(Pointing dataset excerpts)

----------------------------------------

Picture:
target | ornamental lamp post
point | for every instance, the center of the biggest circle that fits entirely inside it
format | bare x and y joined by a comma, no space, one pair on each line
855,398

----------------------------------------

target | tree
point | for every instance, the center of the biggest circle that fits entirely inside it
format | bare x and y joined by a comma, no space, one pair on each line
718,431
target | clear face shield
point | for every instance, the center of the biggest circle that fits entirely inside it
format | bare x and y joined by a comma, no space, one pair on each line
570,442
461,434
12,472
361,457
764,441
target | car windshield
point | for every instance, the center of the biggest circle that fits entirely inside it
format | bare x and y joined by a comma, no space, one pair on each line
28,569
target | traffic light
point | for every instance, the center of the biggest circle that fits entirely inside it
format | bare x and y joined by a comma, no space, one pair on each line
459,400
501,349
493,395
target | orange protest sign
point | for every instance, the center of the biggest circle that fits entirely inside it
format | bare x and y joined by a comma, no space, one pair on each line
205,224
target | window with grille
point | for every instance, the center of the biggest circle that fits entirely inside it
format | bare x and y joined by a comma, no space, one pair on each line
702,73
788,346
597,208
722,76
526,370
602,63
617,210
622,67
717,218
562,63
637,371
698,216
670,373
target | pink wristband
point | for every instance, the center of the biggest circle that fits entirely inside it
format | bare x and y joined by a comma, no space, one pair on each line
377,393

----------------------------------------

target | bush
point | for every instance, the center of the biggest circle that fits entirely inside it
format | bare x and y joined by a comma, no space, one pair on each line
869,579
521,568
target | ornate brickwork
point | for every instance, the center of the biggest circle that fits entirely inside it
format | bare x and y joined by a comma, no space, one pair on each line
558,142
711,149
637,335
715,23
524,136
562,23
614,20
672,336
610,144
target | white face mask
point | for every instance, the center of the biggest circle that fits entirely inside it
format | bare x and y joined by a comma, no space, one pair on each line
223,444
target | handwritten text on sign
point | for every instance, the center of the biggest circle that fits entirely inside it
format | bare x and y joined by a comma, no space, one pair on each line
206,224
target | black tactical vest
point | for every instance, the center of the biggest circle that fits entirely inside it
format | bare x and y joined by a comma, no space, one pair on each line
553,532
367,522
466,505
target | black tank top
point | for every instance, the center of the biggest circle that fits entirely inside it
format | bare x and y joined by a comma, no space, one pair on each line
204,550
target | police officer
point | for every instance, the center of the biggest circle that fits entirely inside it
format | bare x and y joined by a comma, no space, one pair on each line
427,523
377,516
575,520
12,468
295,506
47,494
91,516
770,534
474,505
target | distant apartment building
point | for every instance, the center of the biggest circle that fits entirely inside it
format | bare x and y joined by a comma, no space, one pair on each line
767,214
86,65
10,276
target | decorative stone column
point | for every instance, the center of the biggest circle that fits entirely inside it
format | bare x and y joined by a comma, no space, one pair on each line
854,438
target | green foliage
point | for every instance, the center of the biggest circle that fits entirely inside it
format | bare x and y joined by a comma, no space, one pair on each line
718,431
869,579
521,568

----------------------------------------

=== Goal ===
Pull out every line of the rows above that contains the word "face", and copy each one as it appears.

=== Answer below ===
target | clear face shield
target | white face mask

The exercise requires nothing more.